* [Your assignment]
Everything in the records below should be set down again, word for word.

* [Materials provided]
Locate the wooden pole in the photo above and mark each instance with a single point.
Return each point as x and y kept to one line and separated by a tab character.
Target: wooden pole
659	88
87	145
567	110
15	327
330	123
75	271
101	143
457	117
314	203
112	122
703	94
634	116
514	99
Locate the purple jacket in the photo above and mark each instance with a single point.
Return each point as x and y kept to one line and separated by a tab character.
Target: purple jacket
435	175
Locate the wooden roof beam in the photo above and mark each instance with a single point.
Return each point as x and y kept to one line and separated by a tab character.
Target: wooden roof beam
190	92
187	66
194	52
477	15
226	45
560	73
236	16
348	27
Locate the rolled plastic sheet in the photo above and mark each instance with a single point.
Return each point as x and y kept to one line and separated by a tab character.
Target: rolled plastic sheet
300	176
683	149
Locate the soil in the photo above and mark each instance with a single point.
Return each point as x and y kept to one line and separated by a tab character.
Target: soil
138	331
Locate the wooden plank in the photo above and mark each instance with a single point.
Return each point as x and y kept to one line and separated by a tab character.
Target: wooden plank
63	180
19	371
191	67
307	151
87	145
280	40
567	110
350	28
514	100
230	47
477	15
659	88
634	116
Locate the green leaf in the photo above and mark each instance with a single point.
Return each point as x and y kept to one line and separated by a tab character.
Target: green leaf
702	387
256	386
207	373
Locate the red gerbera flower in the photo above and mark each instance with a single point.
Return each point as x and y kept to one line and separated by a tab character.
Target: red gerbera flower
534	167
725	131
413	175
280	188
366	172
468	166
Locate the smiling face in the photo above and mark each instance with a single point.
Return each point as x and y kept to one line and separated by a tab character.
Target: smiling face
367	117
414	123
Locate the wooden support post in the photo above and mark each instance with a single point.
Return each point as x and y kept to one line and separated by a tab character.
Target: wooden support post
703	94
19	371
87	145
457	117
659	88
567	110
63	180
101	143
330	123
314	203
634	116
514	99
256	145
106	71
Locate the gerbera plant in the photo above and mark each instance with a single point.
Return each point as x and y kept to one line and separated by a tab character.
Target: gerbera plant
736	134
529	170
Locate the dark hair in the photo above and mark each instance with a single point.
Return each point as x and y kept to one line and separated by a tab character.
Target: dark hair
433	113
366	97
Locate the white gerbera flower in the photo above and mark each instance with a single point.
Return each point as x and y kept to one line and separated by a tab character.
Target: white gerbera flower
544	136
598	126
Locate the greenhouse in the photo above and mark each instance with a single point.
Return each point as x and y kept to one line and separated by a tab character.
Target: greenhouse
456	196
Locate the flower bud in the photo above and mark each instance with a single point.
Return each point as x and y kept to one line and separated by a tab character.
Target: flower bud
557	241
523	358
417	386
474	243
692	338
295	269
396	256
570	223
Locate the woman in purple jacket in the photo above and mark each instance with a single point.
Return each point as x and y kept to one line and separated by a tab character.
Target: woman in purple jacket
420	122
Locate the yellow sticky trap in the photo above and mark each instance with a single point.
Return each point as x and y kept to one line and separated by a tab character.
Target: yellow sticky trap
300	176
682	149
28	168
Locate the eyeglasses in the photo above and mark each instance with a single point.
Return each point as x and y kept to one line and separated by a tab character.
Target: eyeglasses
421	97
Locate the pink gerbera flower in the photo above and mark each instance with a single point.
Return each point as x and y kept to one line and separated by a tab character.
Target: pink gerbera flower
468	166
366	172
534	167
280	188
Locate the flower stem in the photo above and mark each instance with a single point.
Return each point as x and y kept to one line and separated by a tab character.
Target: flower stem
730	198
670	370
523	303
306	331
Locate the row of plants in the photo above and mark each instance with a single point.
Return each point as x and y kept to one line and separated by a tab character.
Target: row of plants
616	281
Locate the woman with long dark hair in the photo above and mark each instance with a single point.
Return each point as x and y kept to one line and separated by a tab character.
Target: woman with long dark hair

* [Answer to this task]
Locate the wooden pole in the photo above and mark each instance with a single point.
Return each point as x and y kept to one line and separated by a tab character.
Target: wooden pole
659	88
87	145
567	110
15	327
330	123
75	271
101	143
457	117
314	203
112	122
703	94
634	116
514	99
Locate the purple jacket in the photo above and mark each instance with a single point.
Return each point as x and y kept to one line and separated by a tab character.
Target: purple jacket
435	175
Locate the wooden roof beam in the photo above and mark each instance with a single point.
Return each point as x and y kept to one line and separated by a tab character.
Target: wooden roof beam
190	92
187	66
194	52
477	15
226	45
560	73
236	16
348	27
Locate the rolled plastic sheet in the photo above and mark each instance with a single point.
Return each point as x and y kept to one line and separated by a tab character.
Target: rolled plastic sheet
300	176
683	149
Locate the soil in the photo above and mark each instance with a single point.
Return each point as x and y kept to one line and separated by a tab character.
Target: soil
138	331
Locate the wooden plank in the photo above and mark each instance with a single point.
Return each point as x and y kept to one line and separated by a tab character.
Target: wooden plank
63	180
19	371
191	67
307	151
87	145
280	40
567	110
350	28
514	100
230	47
477	15
659	88
634	116
Locate the green leaf in the photo above and mark each instance with a single point.
Return each point as x and y kept to one line and separated by a tab character.
Target: green leaf
702	387
256	386
207	373
Locate the red gerbera flower in the photo above and mark each instance with a single point.
Return each point as x and y kept to one line and separated by a tab character.
Target: red gerbera flower
534	167
725	131
413	175
280	188
366	172
468	166
Locate the smiling face in the photo above and mark each instance with a single point.
Return each point as x and y kept to one line and separated by a tab character.
Target: smiling face
367	117
414	123
Locate the wooden support post in the photo above and mark each instance with a single point.
Return each point as x and y kept to one line and separated by a tab character.
Target: wooden support post
703	94
19	371
87	145
457	117
659	88
567	110
63	180
101	143
330	123
314	203
634	116
514	99
256	145
106	71
Locate the gerbera plant in the photo above and mark each instance with a single point.
Return each point as x and y kept to one line and separated by a tab character.
Target: gerbera plant
736	134
529	170
Locate the dark hair in the photo above and mark each instance with a single point.
Return each point as x and y kept to one line and separated by a tab character.
Target: dark hair
433	113
366	97
Locate the white gerbera flower in the photo above and mark each instance with a single point.
Return each point as x and y kept to one line and separated by a tab character.
Target: white gerbera flower
544	136
598	126
Locate the greenhouse in the photo above and mark each instance with a single point.
Return each point as x and y kept to one line and separated by a tab character.
Target: greenhouse
456	196
Locate the flower bud in the photo above and mark each instance with a single point.
Return each point as x and y kept to one line and separated by a tab character.
Target: flower bud
557	241
523	358
417	386
474	243
692	338
295	269
396	256
570	223
Locate the woman in purple jacket in the photo above and mark each instance with a single point.
Return each point as x and y kept to one line and separated by a tab character.
Target: woman in purple jacket
420	122
Locate the yellow sticky trap in the photo above and mark each instance with a single point.
Return each point as x and y kept to one line and separated by a tab character.
Target: yellow sticky trap
300	176
682	149
28	168
Locate the eyeglasses in the photo above and mark each instance with a single point.
Return each point as x and y kept to one line and separated by a tab character.
Target: eyeglasses
421	97
Locate the pink gerbera flower in the photo above and mark each instance with a single point.
Return each point as x and y kept to one line and separated by a tab character.
Target: pink gerbera flower
468	166
366	172
534	167
280	188
Locate the flower stem in the photo above and mark each instance with a single point.
Return each point as x and y kept to one line and separated by a tab character.
Target: flower stem
730	198
670	370
523	303
306	331
Locate the row of plants in the photo above and mark each instance with a single point.
Return each point as x and y kept to one line and separated by a tab character.
Target: row of plants
616	281
Locate the woman with long dark hair in the photo above and mark each instance with a single point.
Return each point as x and y kept to one line and separated by a tab character.
Target: woman with long dark hair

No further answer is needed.